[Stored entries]
■ ■ ■ ■ ■
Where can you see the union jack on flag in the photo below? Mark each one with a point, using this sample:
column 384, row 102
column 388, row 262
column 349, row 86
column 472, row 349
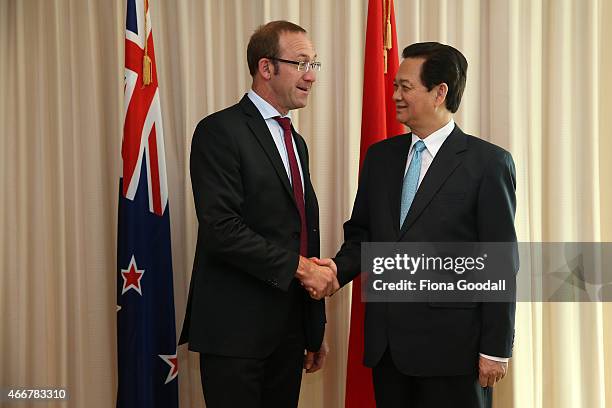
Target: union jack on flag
column 146, row 330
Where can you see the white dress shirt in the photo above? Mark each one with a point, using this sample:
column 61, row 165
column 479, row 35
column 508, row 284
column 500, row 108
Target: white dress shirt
column 433, row 142
column 268, row 112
■ ■ ■ ■ ■
Would you transcribe the lines above exactly, going from the line bearing "column 472, row 349" through the line bearing "column 500, row 108", and drop the pictures from the copy?

▶ _Solution to the exercise_
column 472, row 349
Target: union jack on flag
column 146, row 330
Where can you see the white dress shirt in the photo above? Mark each one with a point, using this sample:
column 61, row 165
column 479, row 35
column 508, row 284
column 500, row 108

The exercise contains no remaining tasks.